ДАННЫЙ ТЕКСТ ▸
★ ★ ★ ★ ★ ★ ★
В 1602 г. Франциск вернулся в Париж, чтобы по поручению все того же Гранье и с прямыми указаниями Апостольского престола выполнить деликатную дипломатическую миссию в связи с очередными переменами в политико-религиозной ситуации на территории Женевской епархии. Несмотря на добрые намерения французского короля, миссия оказалась неудачной. Сам священник писал тогда Папе Клименту VIII: «Целых девять месяцев спустя мне пришлось вернуться восвояси, так и не добившись почти ничего».[17] И все же эта миссия принесла ему и Церкви нежданное богатство с человеческой, культурной и религиозной точки зрения. В свободное от дипломатических переговоров время он проповедовал перед королем и двором Франции, завязывал важные отношения и, самое главное, всецело погрузился в потрясающую духовную и культурную весну новой столицы королевства.

Здесь все изменилось и продолжало меняться. Он сам пошел навстречу великим проблемам мира тех времен и новым способам их восприятия, зарождающейся удивительной потребности в духовности, как и неведомым ранее вопросам, которые она поднимала. Если быть кратким, он уловил настоящую «смену эпох», на которую нужно было ответить языками древними и новыми. То была, конечно же, не первая для него встреча с пылкими христианами, но уже в иной ситуации. Это не был более Париж, сотрясаемый религиозными войнами, который он видел в годы своего взросления, и не та ожесточенная борьба, что шла на просторах Шабле. То была реальность неожиданная: толпа «святых, подлинных святых во множестве и всюду».[18] Среди них были мужчины и женщины из мира культуры, сорбонские профессора, чиновники, принцы и принцессы, слуги и служанки, монахи и монахини. Целый мир, так или иначе жаждущий Бога.

Встречи с этими людьми и распознание их запросов стали одним из важнейших знаков провидения в его жизни. Бесполезно и неудачно прошедшие, казалось бы, дни превратились тем самым в несравненную школу, где он учился читать настроения времени, не всегда их разделяя. Искусный и неутомимый спорщик преображался в нем по благодати в прекрасного толкователя своей эпохи и необыкновенного наставника душ. Его пастырская деятельность, великие произведения («Введение в благочестивую жизнь» и «Трактат о любви к Богу»), вытекавшие из них тысячи писем духовным друзьям, отправленные за монастырские стены и в мир монахам и монахиням, дворянам и дворянкам, как и обычным людям, встреча с Иоанной Франциской де Шанталь и само основание Ордена посещения Марии в 1610 г. нельзя было бы понять без этого внутреннего переворота. Евангелие и культура теперь приходили к плодотворному синтезу, в котором рождалось прозрение верного и нужного метода, зрелого и готового для длительной и многообещающей жатвы.
★ ★ ★ ★ ★ ★ ★
ИСХОДНЫЕ ДАННЫЕ ▸
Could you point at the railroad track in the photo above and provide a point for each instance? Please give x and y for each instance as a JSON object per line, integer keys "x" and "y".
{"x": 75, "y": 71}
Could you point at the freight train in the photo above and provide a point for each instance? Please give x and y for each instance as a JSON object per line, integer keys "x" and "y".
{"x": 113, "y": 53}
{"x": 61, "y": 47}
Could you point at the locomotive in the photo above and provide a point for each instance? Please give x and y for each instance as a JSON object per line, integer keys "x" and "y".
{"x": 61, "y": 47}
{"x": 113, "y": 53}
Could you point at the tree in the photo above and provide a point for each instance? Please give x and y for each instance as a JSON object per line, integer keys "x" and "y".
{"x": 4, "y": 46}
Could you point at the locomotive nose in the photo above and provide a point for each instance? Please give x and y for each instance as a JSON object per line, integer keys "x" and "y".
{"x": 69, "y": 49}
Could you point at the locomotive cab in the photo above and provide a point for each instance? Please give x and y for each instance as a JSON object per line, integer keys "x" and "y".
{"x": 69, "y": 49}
★ ★ ★ ★ ★ ★ ★
УПРАЖНЕНИЕ 1 ▸
Ответьте на вопросы по тексту о миссии Франциска в Париже.
(a) Кому священник писал о неудаче своей миссии?
(b) Каким был Париж, который он видел в годы своего взросления?
(c) В каком году был основан Орден посещения Марии?
УПРАЖНЕНИЕ 2 ▸ Повторите без изменений фрагмент текста о миссии Франциска в Париже, начиная со слов «Здесь все изменилось» и заканчивая словами «иначе жаждущий Бога.».
Приведённый материал здесь не используется.

РЕЗУЛЬТАТ ВЫПОЛНЕНИЯ 1 ▸
(a) Папе Клименту VIII.
(b) Сотрясаемым религиозными войнами.
(c) В 1610 г.

РЕЗУЛЬТАТ ВЫПОЛНЕНИЯ 2 ▸
Здесь все изменилось и продолжало меняться. Он сам пошел навстречу великим проблемам мира тех времен и новым способам их восприятия, зарождающейся удивительной потребности в духовности, как и неведомым ранее вопросам, которые она поднимала. Если быть кратким, он уловил настоящую «смену эпох», на которую нужно было ответить языками древними и новыми. То была, конечно же, не первая для него встреча с пылкими христианами, но уже в иной ситуации. Это не был более Париж, сотрясаемый религиозными войнами, который он видел в годы своего взросления, и не та ожесточенная борьба, что шла на просторах Шабле. То была реальность неожиданная: толпа «святых, подлинных святых во множестве и всюду».[18] Среди них были мужчины и женщины из мира культуры, сорбонские профессора, чиновники, принцы и принцессы, слуги и служанки, монахи и монахини. Целый мир, так или иначе жаждущий Бога.